REQUIRED WORK ::
Reproduce all of the data below word for word, and leave the pictures out of your answer.

DATA FOR PROCESSING ::
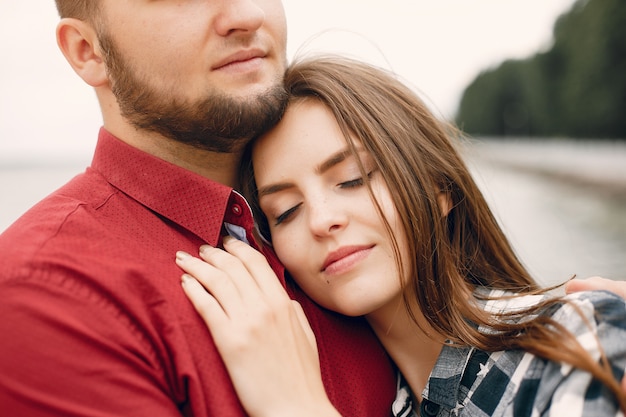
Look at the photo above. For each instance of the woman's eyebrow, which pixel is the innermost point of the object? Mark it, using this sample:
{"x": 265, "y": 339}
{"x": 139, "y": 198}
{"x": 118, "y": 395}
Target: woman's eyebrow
{"x": 332, "y": 161}
{"x": 273, "y": 188}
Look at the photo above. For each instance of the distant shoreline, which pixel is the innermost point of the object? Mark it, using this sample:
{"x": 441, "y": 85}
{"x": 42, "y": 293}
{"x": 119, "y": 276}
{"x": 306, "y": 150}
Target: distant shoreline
{"x": 597, "y": 165}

FULL ANSWER ::
Look at the photo above. For each instance of the woman's eyebrow, which pixel is the innermost point of the object? Mark it, using this sample:
{"x": 265, "y": 339}
{"x": 139, "y": 198}
{"x": 118, "y": 395}
Target: woman's eyebrow
{"x": 332, "y": 161}
{"x": 273, "y": 188}
Look at the photo above. For each instance of the distant shoreline, which pixel is the innermost point of the object? Mark it, using this sample:
{"x": 441, "y": 85}
{"x": 42, "y": 293}
{"x": 119, "y": 276}
{"x": 306, "y": 150}
Target: distant shoreline
{"x": 597, "y": 165}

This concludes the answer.